[Start of Attachment]

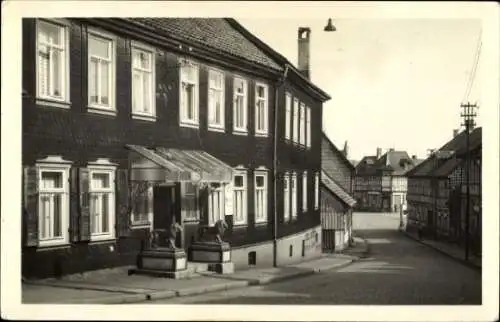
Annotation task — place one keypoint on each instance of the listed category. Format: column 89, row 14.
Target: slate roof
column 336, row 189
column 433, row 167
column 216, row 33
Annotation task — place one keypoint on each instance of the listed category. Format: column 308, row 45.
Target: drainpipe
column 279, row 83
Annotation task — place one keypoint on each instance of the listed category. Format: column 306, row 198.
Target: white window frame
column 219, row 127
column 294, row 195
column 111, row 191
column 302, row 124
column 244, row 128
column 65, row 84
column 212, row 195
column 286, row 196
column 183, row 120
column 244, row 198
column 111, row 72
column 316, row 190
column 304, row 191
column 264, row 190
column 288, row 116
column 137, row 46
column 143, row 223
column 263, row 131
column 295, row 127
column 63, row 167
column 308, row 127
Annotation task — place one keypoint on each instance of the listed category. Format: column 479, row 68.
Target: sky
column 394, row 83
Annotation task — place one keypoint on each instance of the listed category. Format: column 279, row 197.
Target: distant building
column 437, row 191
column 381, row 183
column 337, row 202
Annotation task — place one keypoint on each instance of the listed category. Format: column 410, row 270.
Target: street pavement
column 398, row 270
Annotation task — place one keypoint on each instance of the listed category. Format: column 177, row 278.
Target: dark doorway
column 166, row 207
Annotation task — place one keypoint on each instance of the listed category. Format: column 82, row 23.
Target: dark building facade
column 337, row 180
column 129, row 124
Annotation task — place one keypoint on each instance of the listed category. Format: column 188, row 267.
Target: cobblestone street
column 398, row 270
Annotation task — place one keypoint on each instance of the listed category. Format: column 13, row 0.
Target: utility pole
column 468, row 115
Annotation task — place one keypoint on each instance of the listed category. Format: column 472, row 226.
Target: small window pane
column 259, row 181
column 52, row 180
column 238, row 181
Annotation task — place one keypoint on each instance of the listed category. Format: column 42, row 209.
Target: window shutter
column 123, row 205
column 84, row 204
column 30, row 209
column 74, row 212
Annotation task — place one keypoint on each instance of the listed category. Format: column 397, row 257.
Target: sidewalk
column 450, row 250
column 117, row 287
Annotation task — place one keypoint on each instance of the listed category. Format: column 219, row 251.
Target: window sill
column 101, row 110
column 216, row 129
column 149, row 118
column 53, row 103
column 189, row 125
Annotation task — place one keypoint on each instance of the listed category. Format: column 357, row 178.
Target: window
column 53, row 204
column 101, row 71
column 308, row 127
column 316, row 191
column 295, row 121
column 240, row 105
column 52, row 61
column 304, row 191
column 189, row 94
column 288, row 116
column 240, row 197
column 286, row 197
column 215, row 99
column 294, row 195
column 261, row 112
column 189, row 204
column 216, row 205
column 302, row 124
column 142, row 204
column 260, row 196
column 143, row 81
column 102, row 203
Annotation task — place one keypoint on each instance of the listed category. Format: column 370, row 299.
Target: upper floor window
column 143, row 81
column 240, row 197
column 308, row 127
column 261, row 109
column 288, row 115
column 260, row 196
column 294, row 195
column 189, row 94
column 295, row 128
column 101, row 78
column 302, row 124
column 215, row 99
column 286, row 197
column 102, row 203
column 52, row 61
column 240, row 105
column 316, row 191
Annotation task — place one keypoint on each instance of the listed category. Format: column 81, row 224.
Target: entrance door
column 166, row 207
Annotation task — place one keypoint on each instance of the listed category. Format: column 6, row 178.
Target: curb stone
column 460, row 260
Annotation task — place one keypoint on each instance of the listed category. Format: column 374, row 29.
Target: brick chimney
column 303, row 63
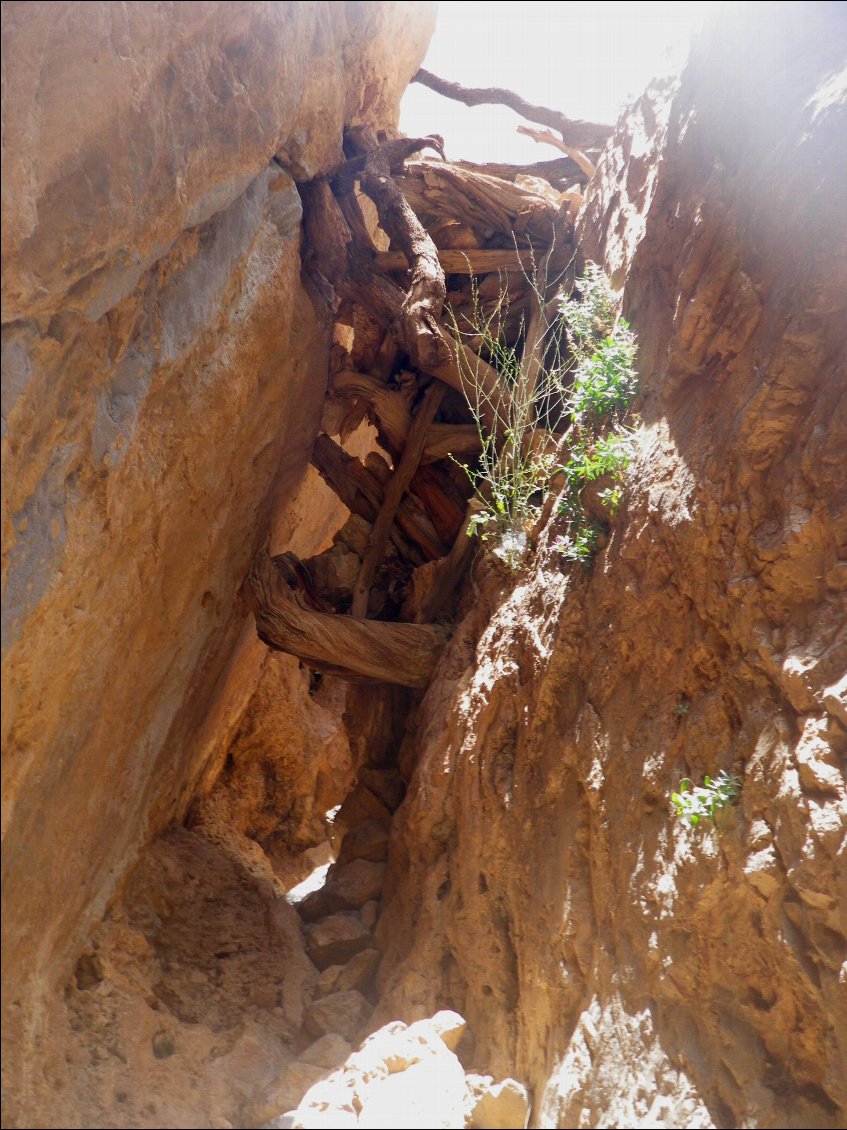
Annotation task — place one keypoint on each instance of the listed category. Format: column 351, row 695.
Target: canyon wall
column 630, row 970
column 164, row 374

[End of Attachment]

*Exercise:* Quote, exactly and only, the lines from the first line of the data above through the line containing "279, row 197.". The pictures do not belong in it.

*Response to the task:*
Annotation task — place one keypoint on each instance of the listed category. Format: column 89, row 14.
Target: slate roof
column 336, row 189
column 433, row 167
column 216, row 33
Annotation task — place one keypoint on each instance of the listed category. Format: column 308, row 45.
Target: drainpipe
column 279, row 83
Annotation task — place one keypoint on each instance of the listed category. Format: column 306, row 198.
Target: white window frame
column 219, row 127
column 294, row 195
column 111, row 191
column 302, row 124
column 244, row 128
column 65, row 84
column 212, row 195
column 286, row 196
column 183, row 120
column 244, row 198
column 111, row 72
column 316, row 190
column 304, row 191
column 264, row 190
column 288, row 116
column 137, row 46
column 143, row 223
column 263, row 131
column 295, row 127
column 63, row 167
column 308, row 127
Annotation task — place one keypoint on each instance of the listed category. Format: column 479, row 68.
Target: sky
column 394, row 83
Annotation task — place one keypoint on each instance of the listed category. Format: column 279, row 197.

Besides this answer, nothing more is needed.